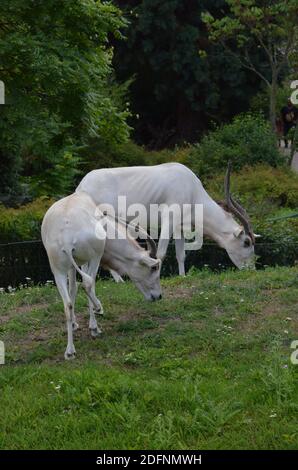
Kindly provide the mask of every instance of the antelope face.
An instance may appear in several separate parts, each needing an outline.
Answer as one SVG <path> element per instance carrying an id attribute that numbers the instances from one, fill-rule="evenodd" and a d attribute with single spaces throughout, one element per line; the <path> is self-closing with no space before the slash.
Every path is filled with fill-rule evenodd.
<path id="1" fill-rule="evenodd" d="M 226 250 L 237 268 L 255 269 L 254 242 L 241 227 L 230 236 Z"/>
<path id="2" fill-rule="evenodd" d="M 127 266 L 127 274 L 146 300 L 161 299 L 160 259 L 151 258 L 148 252 Z"/>
<path id="3" fill-rule="evenodd" d="M 226 250 L 233 263 L 239 269 L 255 269 L 255 238 L 252 226 L 246 210 L 237 202 L 230 192 L 231 162 L 225 177 L 225 204 L 228 212 L 234 215 L 241 222 L 241 226 L 229 235 L 226 243 Z"/>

*Activity*
Reproduce the material above exactly but drop all images.

*Expected answer*
Kindly provide the mask of every instance of the antelope face.
An instance may appear in several separate parts, each needing an outline.
Answer as one SVG <path> element per instance carrying an id attribute that numbers the instances from one, fill-rule="evenodd" and a d attribute with single spaces throughout, one element per line; the <path> is self-closing with no space before the slash.
Every path is filled with fill-rule evenodd.
<path id="1" fill-rule="evenodd" d="M 226 250 L 237 268 L 255 269 L 254 242 L 241 227 L 230 236 Z"/>
<path id="2" fill-rule="evenodd" d="M 127 266 L 127 274 L 146 300 L 161 299 L 160 259 L 151 258 L 148 252 Z"/>
<path id="3" fill-rule="evenodd" d="M 226 250 L 233 263 L 239 269 L 255 269 L 255 238 L 252 226 L 246 210 L 237 202 L 230 192 L 231 162 L 225 177 L 225 204 L 228 212 L 234 215 L 241 222 L 241 226 L 229 235 L 226 243 Z"/>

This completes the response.